The human LINGO-1 is a single-pass type 1 transmembrane protein of 614 amino acids. It contains a signal sequence of 34 residues, followed by a LRR (leucine-rich repeat) domain, an Ig (immunoglobulin-like) domain, a stalk domain, a transmembrane region and a short cytoplasmic tail. As a transmembrane protein, it can mostly be found on the cell membrane.

The LINGO-1 structure has been shown to be highly stable both in its crystal form and in solution, thanks to its leucine-rich repeat Ig-composite fold. Since the tetramer has a very large surface area into the cell membrane, it is thought that this may serve as an efficient and stable binding platform, facilitating the interaction with NgR, p75, TROY complex.

***

Problem 1:
Answer these questions from the LINGO-1 passage:
(a) How many amino acids make up the human LINGO-1 protein?
(b) How many residues long is its signal sequence?
(c) What does the passage say the binding platform helps LINGO-1 interact with?
Problem 2:
Reproduce the LINGO-1 passage word for word from "The human LINGO-1" up to and including "the cell membrane.".

***

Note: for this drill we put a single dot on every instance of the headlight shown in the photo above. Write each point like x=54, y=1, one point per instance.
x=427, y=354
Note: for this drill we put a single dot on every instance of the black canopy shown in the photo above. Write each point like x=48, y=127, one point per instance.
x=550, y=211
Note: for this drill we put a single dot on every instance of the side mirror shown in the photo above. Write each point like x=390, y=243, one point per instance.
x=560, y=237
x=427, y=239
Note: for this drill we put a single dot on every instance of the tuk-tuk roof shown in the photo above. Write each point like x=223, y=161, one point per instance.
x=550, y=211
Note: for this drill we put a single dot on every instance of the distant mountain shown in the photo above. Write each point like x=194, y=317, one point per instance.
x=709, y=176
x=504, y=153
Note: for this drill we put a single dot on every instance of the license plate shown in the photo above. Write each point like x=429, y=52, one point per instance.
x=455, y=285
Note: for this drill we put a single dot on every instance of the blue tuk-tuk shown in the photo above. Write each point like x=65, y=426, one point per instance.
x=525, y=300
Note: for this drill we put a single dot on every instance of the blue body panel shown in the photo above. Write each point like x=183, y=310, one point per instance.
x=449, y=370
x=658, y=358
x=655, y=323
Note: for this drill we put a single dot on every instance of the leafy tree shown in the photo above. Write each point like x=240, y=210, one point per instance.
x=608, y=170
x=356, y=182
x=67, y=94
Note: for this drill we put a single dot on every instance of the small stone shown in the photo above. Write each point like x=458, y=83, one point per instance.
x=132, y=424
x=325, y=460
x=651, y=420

***

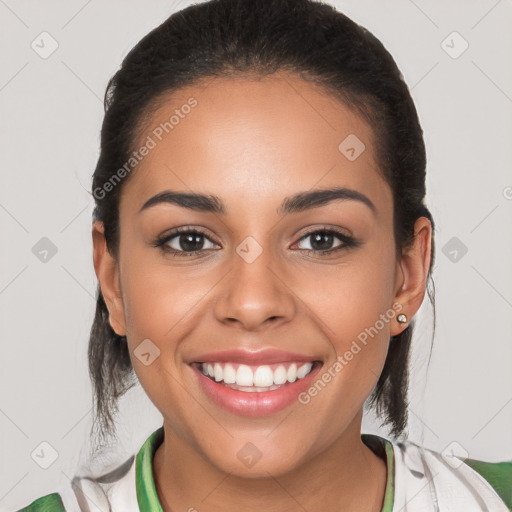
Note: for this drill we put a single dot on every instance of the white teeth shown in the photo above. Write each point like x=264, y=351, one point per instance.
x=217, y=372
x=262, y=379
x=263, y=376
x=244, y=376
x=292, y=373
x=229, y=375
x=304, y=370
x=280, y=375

***

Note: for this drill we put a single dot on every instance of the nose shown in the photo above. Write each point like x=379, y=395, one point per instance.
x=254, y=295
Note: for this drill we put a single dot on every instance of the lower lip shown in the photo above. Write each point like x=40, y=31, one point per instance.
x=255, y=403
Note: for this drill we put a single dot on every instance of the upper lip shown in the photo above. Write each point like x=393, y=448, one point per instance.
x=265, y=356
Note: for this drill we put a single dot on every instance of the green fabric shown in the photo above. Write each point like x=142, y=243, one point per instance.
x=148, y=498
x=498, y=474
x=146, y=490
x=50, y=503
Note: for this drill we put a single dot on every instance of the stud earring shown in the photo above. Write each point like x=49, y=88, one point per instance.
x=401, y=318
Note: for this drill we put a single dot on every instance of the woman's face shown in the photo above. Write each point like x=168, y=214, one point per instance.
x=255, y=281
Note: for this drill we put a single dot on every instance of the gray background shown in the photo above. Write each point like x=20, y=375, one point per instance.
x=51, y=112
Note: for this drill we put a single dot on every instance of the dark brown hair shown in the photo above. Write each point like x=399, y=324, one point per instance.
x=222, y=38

***

Task response 1:
(a) 614
(b) 34
(c) NgR, p75, and the TROY complex

Task response 2:
The human LINGO-1 is a single-pass type 1 transmembrane protein of 614 amino acids. It contains a signal sequence of 34 residues, followed by a LRR (leucine-rich repeat) domain, an Ig (immunoglobulin-like) domain, a stalk domain, a transmembrane region and a short cytoplasmic tail. As a transmembrane protein, it can mostly be found on the cell membrane.